## CONSEGNA A
Converti tutte le righe delle voci grezze riportate più sotto in una tabella Markdown con le colonne «N.» e «Riga», omettendo quelle vuote.

## BRANO FORNITO
☆ ☆ ☆ ☆ ☆

1. La Commissione per le libertà civili, la giustizia e gli affari interni (LIBE) del Parlamento europeo ha presentato il 20 maggio 2013 i suoi emendamenti alla proposta di direttiva della Commissione europea COM(2012) 85, datata 12 marzo 2012, relativa al congelamento e alla confisca dei proventi di reato, proposta che peraltro seguiva ad una richiesta d'iniziativa legislativa rivolta alla Commissione europea da parte dello stesso Parlamento nell'ottobre 2011. Sebbene sul testo emendato debba ancora pronunciarsi l'assemblea plenaria del Parlamento, che così esprimerà la posizione dell'organo in prima lettura ai sensi dell'art. 294 del TFUE (procedura legislativa ordinaria), la rilevanza delle modifiche apportate (nonché l'ampia maggioranza raggiunta in Commissione LIBE) suggeriscono l'opportunità di formulare alcune brevi note di commento.

Come si avrà modo di vedere, infatti, il numero ed il contenuto degli emendamenti proposti comporta una significativa modifica del testo iniziale e, in particolare, l'elaborazione di un modello di confisca alquanto diverso (e più incisivo) di quello originariamente "pensato" dalla Commissione europea che, eppure, nel suo documento di sintesi sulla valutazione d'impatto SWS(2012) 32 chiariva che, tra le varie soluzioni possibili, era stata accolta proprio l'opzione "legislativa massima" (ossia volta a prevedere i poteri di confisca più estesi).

 

2. La proposta di direttiva formulata dalla Commissione europea si compone di 22 consideranda e 16 articoli, il cui contenuto è illustrato e motivato da un'ampia relazione iniziale.

La relazione (e poi i consideranda) si aprono con l'individuazione delle ragioni e degli obiettivi della direttiva, riconosciuti rispettivamente nell'esigenza di recuperare i proventi della criminalità organizzata transfrontaliera e nella predisposizione di norme minime di armonizzazione in materia di congelamento e confisca di tali proventi, oltre che nella promozione di forme di riconoscimento dei provvedimenti e cooperazione reciproca tra Stati.

La direttiva intende così "ereditare" e sviluppare le politiche già perseguite nelle diverse decisioni-quadro adottate nell'ambito del "vecchio" terzo pilastro dell'Unione europea in materia di confisca; tra queste, in particolare, sono espressamente richiamate le decisioni nn. 2001/500/GAI, 2005/212/GAI, 2003/577/GAI, 2006/783/GAI.

☆ ☆ ☆ ☆ ☆

Voci grezze

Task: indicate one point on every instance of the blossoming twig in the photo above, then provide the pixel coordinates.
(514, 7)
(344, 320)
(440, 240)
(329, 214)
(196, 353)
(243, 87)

☆ ☆ ☆ ☆ ☆

## CONSEGNA B
Trascrivi senza modifiche il passo del brano sulla confisca dei proventi di reato, qui sopra, che inizia con le parole "Come si avrà" e si chiude dopo "un'ampia relazione iniziale.".

## SOLUZIONE A
| N. | Riga |
|---|---|
| 1 | Task: indicate one point on every instance of the blossoming twig in the photo above, then provide the pixel coordinates. |
| 2 | (514, 7) |
| 3 | (344, 320) |
| 4 | (440, 240) |
| 5 | (329, 214) |
| 6 | (196, 353) |
| 7 | (243, 87) |

## SOLUZIONE B
Come si avrà modo di vedere, infatti, il numero ed il contenuto degli emendamenti proposti comporta una significativa modifica del testo iniziale e, in particolare, l'elaborazione di un modello di confisca alquanto diverso (e più incisivo) di quello originariamente "pensato" dalla Commissione europea che, eppure, nel suo documento di sintesi sulla valutazione d'impatto SWS(2012) 32 chiariva che, tra le varie soluzioni possibili, era stata accolta proprio l'opzione "legislativa massima" (ossia volta a prevedere i poteri di confisca più estesi).

 

2. La proposta di direttiva formulata dalla Commissione europea si compone di 22 consideranda e 16 articoli, il cui contenuto è illustrato e motivato da un'ampia relazione iniziale.